GOAL → Extract the stretch from the line containing "Please identify the glass" through the line containing "(1114, 647)", both ends included, and reproduce those lines verbatim.

MATERIAL →
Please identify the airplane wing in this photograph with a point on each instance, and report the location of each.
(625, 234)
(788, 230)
...
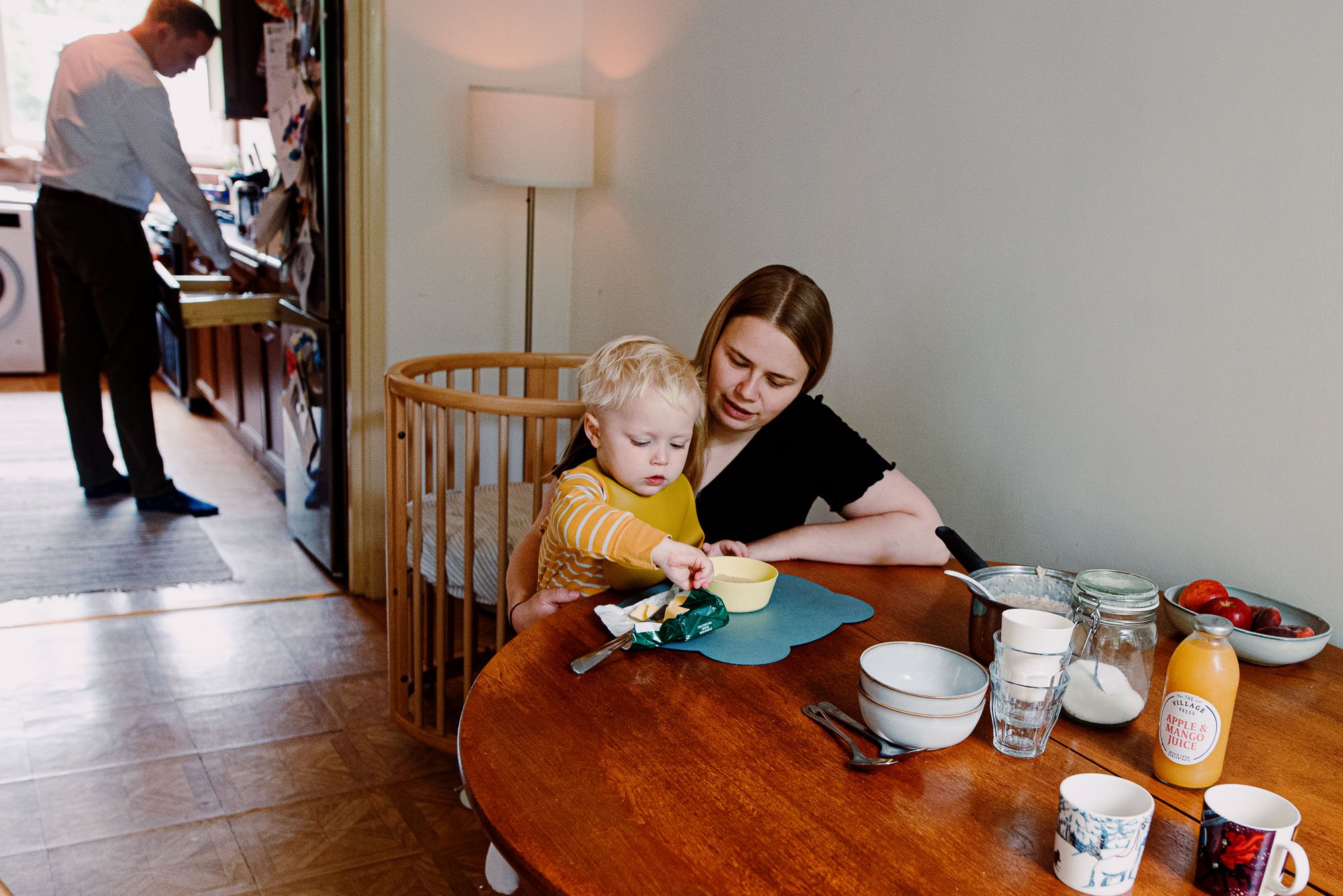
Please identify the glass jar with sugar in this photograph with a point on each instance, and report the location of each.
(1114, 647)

SOLUTION FOR THIS PROBLEM →
Please identify the glass jar with sugar in this photograph with a point on each instance, and report the location of each.
(1114, 647)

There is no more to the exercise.